To do >> Print all of the data exactly as written.

[Stored data entries]
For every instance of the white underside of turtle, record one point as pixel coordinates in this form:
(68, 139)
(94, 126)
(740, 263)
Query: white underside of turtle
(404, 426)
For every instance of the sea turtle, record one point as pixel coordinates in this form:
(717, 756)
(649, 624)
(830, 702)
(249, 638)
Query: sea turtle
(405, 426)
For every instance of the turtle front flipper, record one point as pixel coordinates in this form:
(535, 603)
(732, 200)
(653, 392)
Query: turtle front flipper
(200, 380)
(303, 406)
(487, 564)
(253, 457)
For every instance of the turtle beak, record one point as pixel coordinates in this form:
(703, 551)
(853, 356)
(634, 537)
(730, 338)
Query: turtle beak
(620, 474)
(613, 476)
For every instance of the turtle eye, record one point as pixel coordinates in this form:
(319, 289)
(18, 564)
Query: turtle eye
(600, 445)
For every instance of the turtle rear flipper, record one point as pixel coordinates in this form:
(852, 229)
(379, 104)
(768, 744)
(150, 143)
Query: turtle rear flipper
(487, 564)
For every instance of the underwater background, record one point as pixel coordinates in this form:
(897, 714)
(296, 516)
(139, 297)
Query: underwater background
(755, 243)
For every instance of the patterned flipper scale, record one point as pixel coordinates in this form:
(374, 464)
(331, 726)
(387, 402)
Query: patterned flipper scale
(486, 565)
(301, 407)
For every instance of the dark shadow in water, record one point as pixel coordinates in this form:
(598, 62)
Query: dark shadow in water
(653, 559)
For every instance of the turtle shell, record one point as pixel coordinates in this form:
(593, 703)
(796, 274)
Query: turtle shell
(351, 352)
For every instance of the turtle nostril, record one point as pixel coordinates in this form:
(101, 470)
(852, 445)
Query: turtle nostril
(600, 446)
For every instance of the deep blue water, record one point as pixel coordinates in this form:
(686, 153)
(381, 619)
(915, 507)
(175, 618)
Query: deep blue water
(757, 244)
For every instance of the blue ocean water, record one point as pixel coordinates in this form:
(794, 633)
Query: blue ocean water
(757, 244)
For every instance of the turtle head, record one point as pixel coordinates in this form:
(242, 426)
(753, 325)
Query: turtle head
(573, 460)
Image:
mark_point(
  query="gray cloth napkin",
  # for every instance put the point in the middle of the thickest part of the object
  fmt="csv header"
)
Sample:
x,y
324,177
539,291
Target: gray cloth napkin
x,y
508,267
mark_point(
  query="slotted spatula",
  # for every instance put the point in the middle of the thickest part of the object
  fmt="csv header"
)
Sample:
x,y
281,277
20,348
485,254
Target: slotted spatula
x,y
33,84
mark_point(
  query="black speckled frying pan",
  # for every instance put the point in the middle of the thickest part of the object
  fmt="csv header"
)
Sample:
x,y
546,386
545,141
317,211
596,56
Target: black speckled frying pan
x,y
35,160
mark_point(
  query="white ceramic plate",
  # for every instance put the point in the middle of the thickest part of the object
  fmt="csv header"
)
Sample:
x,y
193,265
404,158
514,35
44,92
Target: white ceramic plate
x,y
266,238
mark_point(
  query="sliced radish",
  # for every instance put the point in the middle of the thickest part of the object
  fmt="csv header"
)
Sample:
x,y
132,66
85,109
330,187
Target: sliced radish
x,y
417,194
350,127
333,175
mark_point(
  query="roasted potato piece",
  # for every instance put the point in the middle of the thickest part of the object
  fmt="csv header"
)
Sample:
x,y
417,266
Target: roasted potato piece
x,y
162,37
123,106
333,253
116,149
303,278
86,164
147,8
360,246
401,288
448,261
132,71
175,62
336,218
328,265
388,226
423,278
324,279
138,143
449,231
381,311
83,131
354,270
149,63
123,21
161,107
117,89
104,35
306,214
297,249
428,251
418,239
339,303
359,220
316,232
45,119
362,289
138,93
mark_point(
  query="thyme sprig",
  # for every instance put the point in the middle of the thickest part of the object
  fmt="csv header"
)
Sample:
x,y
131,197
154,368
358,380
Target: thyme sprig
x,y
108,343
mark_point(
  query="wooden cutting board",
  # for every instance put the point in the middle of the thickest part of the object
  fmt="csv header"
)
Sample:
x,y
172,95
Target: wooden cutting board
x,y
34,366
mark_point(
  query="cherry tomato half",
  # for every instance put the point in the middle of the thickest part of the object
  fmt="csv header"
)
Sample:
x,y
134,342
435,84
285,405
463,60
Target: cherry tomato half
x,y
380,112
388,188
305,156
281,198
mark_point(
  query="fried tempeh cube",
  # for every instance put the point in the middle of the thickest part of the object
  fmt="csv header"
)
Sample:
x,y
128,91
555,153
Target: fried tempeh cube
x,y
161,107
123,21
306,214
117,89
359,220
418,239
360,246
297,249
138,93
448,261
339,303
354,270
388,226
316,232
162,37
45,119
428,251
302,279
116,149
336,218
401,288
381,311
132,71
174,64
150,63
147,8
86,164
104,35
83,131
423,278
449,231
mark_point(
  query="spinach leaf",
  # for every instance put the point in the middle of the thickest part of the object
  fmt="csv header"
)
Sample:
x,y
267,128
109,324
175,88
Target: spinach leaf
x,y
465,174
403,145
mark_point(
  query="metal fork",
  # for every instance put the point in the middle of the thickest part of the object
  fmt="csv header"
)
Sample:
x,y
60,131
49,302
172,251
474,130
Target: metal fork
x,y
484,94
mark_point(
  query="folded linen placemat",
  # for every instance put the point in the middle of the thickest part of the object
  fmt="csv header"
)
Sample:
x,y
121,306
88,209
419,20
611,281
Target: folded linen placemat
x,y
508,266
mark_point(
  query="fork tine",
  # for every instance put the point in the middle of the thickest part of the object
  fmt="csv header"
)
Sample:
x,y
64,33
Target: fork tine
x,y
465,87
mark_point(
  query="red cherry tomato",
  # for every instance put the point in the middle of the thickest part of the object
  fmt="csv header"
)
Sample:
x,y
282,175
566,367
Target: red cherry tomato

Answer for the task >>
For every instance of the white underside of turtle, record one point as pixel coordinates in this form:
(68, 139)
(94, 126)
(740, 263)
Query: white underside of turtle
(404, 426)
For every instance of the sea turtle, record one point as pixel coordinates in this form:
(717, 756)
(649, 624)
(830, 702)
(249, 638)
Query: sea turtle
(405, 426)
For every instance of the turtle front flipper, record one point as pixel coordinates in this form:
(535, 603)
(732, 200)
(653, 392)
Query: turtle front flipper
(200, 380)
(303, 406)
(487, 564)
(253, 457)
For every instance of the turtle beak, record one point as pixel coordinates in this form:
(703, 551)
(853, 356)
(634, 537)
(730, 338)
Query: turtle beak
(620, 474)
(613, 476)
For every instance of the turtle eye, record one point as pixel coordinates in this form:
(319, 289)
(18, 564)
Query: turtle eye
(600, 445)
For every instance of the turtle rear flipper, record one point as pixel coordinates in this form:
(852, 229)
(379, 104)
(768, 744)
(150, 143)
Query: turtle rear flipper
(487, 564)
For every instance of the underwater background, record one point as pixel coordinates in this form:
(897, 714)
(296, 516)
(139, 297)
Query: underwater background
(755, 243)
For every instance of the patterned flipper scale, record one point as pixel coordinates in this form:
(374, 464)
(331, 726)
(387, 402)
Query: patterned flipper scale
(486, 565)
(301, 407)
For every instance of the dark shadow in water, record one point as pixel coordinates in this form:
(598, 62)
Query: dark shadow in water
(653, 559)
For every instance of the turtle shell, record one point as pixel coordinates in this form:
(593, 703)
(796, 274)
Query: turtle shell
(351, 352)
For every instance of the turtle nostril, record one point as pixel coordinates in this form:
(101, 470)
(852, 445)
Query: turtle nostril
(600, 446)
For every instance of the deep blue water, record one point as pixel coordinates in this form:
(686, 153)
(381, 619)
(915, 507)
(175, 618)
Query: deep blue water
(757, 244)
For every instance of the blue ocean water, record one point as pixel coordinates in this form:
(794, 633)
Query: blue ocean water
(757, 244)
For every instance of the turtle head, record one point as pixel coordinates in this form:
(242, 426)
(753, 325)
Query: turtle head
(573, 460)
Image:
mark_point(
  query="gray cloth napkin",
  # for every instance put the point in the middle of the thickest part of the object
  fmt="csv header"
)
Sample:
x,y
324,177
539,291
Target: gray cloth napkin
x,y
508,267
mark_point(
  query="slotted spatula",
  # for every instance put the point in the middle of the thickest part of the object
  fmt="csv header"
)
Sample:
x,y
281,277
20,348
485,254
Target: slotted spatula
x,y
33,84
mark_point(
  query="black speckled frying pan",
  # for every instance put the point in the middle of the thickest part of the object
  fmt="csv header"
)
Sample:
x,y
546,386
545,141
317,211
596,56
Target: black speckled frying pan
x,y
35,160
mark_point(
  query="white ceramic plate",
  # for every instance put the point in the middle of the thickest part of the object
  fmt="csv header"
)
Sample:
x,y
193,265
404,158
514,35
44,92
Target: white ceramic plate
x,y
266,238
mark_point(
  query="sliced radish",
  # for every instance put the point in the middle of the thickest part of the object
  fmt="csv header"
)
Sample:
x,y
132,66
85,109
330,187
Target: sliced radish
x,y
417,194
350,127
333,175
mark_point(
  query="roasted potato piece",
  # for every instance put the point in the middle of the thickest part of the object
  fmt="csv header"
)
Sample:
x,y
417,266
Target: roasted potato piece
x,y
162,37
123,106
333,253
116,149
303,278
86,164
147,8
360,246
401,288
448,261
132,71
175,62
336,218
328,265
388,226
423,278
324,279
138,143
449,231
381,311
83,131
354,270
149,63
123,21
161,107
117,89
104,35
306,214
297,249
428,251
418,239
339,303
359,220
316,232
45,119
362,289
138,93
mark_point(
  query="thyme sprig",
  # for every instance put the point in the middle of the thickest part of the object
  fmt="csv header"
)
Sample:
x,y
131,197
154,368
358,380
Target: thyme sprig
x,y
108,343
mark_point(
  query="wooden cutting board",
  # for every instance put the point in the middle of the thickest part of the object
  fmt="csv header"
)
Sample:
x,y
172,95
Target: wooden cutting board
x,y
34,366
mark_point(
  query="cherry tomato half",
  # for every instance put the point in the middle of the thickest part of the object
  fmt="csv header"
)
Sample:
x,y
134,342
435,84
285,405
463,60
Target: cherry tomato half
x,y
380,112
388,188
305,156
281,198
mark_point(
  query="fried tempeh cube",
  # for every instance put the point in the middle of the thickest part of the object
  fmt="csv header"
)
Sample:
x,y
128,91
555,153
Target: fried tempeh cube
x,y
161,107
123,21
306,214
117,89
359,220
418,239
360,246
297,249
138,93
448,261
339,303
354,270
388,226
316,232
162,37
45,119
428,251
302,279
116,149
336,218
401,288
381,311
132,71
174,64
150,63
147,8
86,164
104,35
83,131
423,278
449,231
mark_point(
  query="spinach leaf",
  # for every instance put the point in the middle of the thickest part of the object
  fmt="csv header"
)
Sample:
x,y
267,128
109,324
175,88
Target: spinach leaf
x,y
465,174
403,145
mark_point(
  query="metal fork",
  # for every instance put the point in the middle of the thickest part of the object
  fmt="csv header"
)
Sample:
x,y
60,131
49,302
172,251
474,130
Target: metal fork
x,y
484,94
mark_point(
  query="folded linen placemat",
  # for every instance put the point in the middle of the thickest part of the object
  fmt="csv header"
)
Sample:
x,y
121,306
88,209
419,20
611,281
Target: folded linen placemat
x,y
508,266
mark_point(
  query="fork tine",
  # for every instance put the point in the middle of the thickest part of the object
  fmt="csv header"
)
Sample:
x,y
64,33
Target: fork tine
x,y
465,87
mark_point(
  query="red cherry tomato",
  # for every instance put the point in the middle of the thickest part of the object
  fmt="csv header"
)
Sample:
x,y
282,175
566,367
Target: red cherry tomato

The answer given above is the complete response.